Top of Provided text

BACKGROUND: 17 500 persons receive a new diagnosis of urothelial carcinoma of the bladder in Germany each year. Radical cystectomy is performed for muscle-invasive and for non-muscle-invasive, recurrent, high-risk tumors. Because this procedure carries a perioperative complication rate of 30-40% and impairs the patients' quality of life, options have been developed for intravesical and systemic bladder-preserving treatment. METHODS: This review is based on pertinent publications (up to July 2024) on bladder-preserving treatment methods that were retrieved by a selective search in the PubMed, Web of Science, and Cochrane Library databases. RESULTS: Multiple clinical phase II-III trials and observational studies are available. Carefully selected patients with recurrent, non-muscle-invasive, high-risk urothelial carcinoma received bladder-preserving treatment of the following kinds: intravesical chemotherapy with or without hyperthermia (52-65% progression-free at 2-3 years)
drug-coated carrier systems (complete remission, 50-83%)
viral gene therapy (complete remission, 53%)
systemic immunotherapy with checkpoint inhibitors (19-44% recurrence-free at 1 year). The rate of bladder preservation was 49-100%. No worsening of overall survival was observed. Treatments for muscle-invasive urothelial carcinoma included neoadjuvant chemotherapy followed by frequent follow-up, radical transurethral tumor resection, partial cystectomy, and trimodal radiochemotherapy (TMRT). Only TMRT yielded comparable long-term oncological results to those of cystectomy, with a 74% rate of freedom from metastases and an overall survival rate of 73%. Any type of bladder-preserving treatment requires meticulous long-term uro-oncological follow-up, with repeated cystoscopies, bladder biopsies, urine cytologies, and multiparametric bladder MRI. CONCLUSION: Bladder-preserving treatments should be considered part of the therapeutic armamentarium and should be critically discussed in an interdisciplinary setting.

Bottom of Provided text

**Work order**
Answer these about the bladder cancer abstract:
(a) How many people in Germany receive a new diagnosis of urothelial carcinoma of the bladder each year?
(b) What complete remission rate is given for viral gene therapy?
(c) Which treatment for muscle-invasive urothelial carcinoma yielded long-term oncological results comparable to those of cystectomy?

Top of Provided data

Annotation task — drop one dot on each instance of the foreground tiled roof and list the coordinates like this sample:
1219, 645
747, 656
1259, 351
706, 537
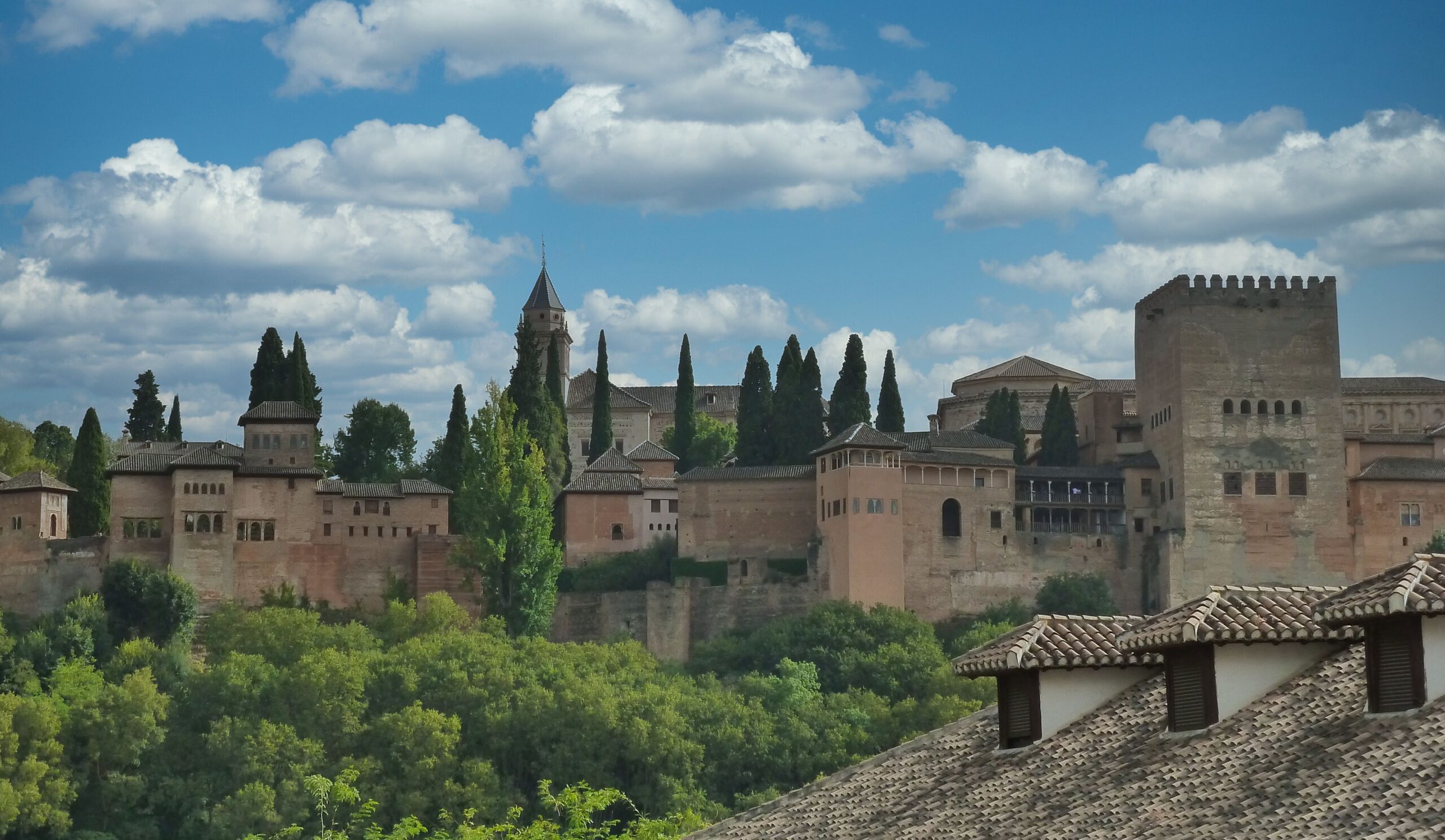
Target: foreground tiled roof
954, 439
649, 451
1239, 614
749, 472
1391, 384
35, 480
1057, 641
1417, 586
1395, 468
1302, 763
860, 435
1023, 367
279, 412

Bottom of Provided data

**Answer below**
(a) 17 500 persons
(b) 53%
(c) Trimodal radiochemotherapy (TMRT)